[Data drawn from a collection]

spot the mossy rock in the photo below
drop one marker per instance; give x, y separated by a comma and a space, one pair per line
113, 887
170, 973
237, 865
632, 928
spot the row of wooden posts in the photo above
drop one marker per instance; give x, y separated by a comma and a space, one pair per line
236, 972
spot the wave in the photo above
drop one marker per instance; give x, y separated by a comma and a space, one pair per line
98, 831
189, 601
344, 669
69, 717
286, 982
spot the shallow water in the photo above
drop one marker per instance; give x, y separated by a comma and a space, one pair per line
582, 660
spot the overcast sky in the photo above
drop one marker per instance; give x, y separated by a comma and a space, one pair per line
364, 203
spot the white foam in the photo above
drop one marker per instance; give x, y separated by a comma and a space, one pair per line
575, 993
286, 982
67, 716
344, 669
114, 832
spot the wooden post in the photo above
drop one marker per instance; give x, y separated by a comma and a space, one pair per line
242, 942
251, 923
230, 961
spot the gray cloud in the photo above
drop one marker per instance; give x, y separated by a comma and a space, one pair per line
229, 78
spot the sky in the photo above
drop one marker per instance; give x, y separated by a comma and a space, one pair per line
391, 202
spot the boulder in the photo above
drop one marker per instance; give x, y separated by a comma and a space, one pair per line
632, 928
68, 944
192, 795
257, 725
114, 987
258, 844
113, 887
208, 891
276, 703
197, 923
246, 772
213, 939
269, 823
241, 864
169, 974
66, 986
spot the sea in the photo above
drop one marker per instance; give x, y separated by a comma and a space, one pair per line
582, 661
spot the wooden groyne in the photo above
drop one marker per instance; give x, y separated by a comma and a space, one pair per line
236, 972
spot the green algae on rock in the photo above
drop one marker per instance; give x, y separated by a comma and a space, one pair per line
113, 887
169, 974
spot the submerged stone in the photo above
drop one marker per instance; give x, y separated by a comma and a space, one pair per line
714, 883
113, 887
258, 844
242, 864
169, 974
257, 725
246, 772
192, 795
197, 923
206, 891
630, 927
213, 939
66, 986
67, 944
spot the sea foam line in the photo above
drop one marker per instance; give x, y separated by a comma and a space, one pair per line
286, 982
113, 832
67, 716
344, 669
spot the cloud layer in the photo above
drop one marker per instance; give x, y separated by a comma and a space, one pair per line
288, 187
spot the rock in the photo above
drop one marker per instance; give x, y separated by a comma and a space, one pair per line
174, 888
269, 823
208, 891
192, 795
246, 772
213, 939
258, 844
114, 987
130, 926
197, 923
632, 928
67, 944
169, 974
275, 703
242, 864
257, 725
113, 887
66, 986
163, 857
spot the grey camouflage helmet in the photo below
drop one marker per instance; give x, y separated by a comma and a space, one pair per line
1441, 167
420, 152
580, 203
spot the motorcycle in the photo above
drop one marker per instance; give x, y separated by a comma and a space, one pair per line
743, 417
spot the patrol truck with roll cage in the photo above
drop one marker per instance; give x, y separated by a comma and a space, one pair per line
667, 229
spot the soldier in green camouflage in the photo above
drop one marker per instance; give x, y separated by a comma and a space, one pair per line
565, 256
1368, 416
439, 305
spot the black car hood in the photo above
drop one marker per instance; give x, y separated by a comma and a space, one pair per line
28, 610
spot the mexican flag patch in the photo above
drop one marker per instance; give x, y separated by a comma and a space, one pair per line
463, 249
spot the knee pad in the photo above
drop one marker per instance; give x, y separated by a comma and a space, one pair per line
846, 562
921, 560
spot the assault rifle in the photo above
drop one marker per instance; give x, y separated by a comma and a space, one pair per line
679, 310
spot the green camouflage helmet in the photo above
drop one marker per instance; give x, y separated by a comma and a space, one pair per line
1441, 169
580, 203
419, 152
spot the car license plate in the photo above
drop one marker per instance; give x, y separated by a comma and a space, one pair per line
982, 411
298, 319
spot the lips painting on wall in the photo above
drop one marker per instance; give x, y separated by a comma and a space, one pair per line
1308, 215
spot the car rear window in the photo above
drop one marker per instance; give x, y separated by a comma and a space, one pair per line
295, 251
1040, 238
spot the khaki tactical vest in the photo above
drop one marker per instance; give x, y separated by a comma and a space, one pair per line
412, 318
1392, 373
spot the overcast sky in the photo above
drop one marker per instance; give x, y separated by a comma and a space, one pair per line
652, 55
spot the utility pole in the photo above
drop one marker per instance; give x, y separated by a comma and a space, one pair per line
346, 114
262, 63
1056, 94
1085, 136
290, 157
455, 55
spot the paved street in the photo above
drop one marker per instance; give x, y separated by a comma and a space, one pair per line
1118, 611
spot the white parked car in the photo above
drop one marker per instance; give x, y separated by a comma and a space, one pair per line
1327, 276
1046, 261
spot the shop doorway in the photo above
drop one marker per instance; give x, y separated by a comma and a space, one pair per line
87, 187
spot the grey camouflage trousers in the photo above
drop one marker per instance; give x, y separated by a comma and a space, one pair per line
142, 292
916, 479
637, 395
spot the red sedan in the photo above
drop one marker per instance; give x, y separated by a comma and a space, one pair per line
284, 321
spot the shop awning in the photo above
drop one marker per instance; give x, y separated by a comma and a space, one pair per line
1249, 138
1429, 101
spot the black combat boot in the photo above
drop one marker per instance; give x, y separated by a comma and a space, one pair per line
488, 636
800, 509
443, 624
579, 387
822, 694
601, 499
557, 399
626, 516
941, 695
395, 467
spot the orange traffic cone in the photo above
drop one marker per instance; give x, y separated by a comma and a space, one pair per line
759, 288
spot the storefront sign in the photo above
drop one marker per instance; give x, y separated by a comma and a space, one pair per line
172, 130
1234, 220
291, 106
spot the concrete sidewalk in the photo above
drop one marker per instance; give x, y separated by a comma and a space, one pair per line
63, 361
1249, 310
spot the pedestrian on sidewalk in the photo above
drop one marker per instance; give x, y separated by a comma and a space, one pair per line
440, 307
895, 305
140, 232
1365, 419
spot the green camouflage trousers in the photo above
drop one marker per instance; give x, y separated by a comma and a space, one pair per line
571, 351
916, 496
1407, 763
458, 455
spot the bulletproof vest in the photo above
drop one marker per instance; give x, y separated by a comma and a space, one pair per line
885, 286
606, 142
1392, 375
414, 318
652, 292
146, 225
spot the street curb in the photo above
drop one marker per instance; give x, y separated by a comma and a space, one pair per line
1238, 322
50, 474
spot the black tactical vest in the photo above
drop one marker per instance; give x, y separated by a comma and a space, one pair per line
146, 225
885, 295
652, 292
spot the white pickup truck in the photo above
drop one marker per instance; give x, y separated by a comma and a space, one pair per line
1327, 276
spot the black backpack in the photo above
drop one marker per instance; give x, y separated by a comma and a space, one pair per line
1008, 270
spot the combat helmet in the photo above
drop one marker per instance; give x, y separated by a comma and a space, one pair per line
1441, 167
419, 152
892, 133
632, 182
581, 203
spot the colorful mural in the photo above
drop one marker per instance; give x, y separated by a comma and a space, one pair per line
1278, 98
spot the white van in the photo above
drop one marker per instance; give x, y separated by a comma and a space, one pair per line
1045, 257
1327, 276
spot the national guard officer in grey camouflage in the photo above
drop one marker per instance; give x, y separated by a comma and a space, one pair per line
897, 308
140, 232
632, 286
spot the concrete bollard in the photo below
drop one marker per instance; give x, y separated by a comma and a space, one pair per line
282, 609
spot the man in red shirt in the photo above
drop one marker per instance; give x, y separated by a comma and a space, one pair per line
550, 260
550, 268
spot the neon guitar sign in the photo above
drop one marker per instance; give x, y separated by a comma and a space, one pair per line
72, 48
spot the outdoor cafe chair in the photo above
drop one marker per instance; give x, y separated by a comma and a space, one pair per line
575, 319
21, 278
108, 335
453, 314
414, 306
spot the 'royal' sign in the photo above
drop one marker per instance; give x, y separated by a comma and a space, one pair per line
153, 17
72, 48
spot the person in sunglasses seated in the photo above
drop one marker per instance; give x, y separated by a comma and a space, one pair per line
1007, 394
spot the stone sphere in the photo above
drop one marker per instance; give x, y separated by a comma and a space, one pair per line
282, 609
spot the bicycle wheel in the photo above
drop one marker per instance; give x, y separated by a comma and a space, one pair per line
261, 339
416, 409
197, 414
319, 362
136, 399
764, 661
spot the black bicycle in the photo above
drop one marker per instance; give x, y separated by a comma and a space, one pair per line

:: The exercise ::
Output the data as a numbered list with blank lines omitted, starting at the line containing "spot the outdoor" and ending at the last line of the data.

:: Exercise output ::
1. spot the outdoor cafe chair in the photo above
2. drop one marker per instance; give x, y separated by a comma and a space, one pair per line
3. 575, 319
4. 21, 278
5. 108, 335
6. 453, 314
7. 414, 306
8. spot the 'royal' sign in the photo above
9. drop one marker per instance; give x, y separated by a comma and a space, one pair per line
10. 153, 17
11. 72, 48
12. spot the person in sunglasses seated in the photo above
13. drop one marker per instance; give x, y separated by a comma and a space, one pair per line
14. 1007, 394
15. spot the stone sphere in the photo above
16. drop one marker per instance; give x, y separated by a comma and a space, one pair per line
17. 282, 609
18. spot the bicycle wheel in the photo above
19. drop one marker per instance; give x, y separated by a comma and a space, one pair per line
20. 261, 339
21. 416, 409
22. 197, 414
23. 319, 362
24. 136, 399
25. 764, 661
26. spot the black bicycle in the photo above
27. drop one marker per instance; give x, y separated by a comma and a space, one pair per line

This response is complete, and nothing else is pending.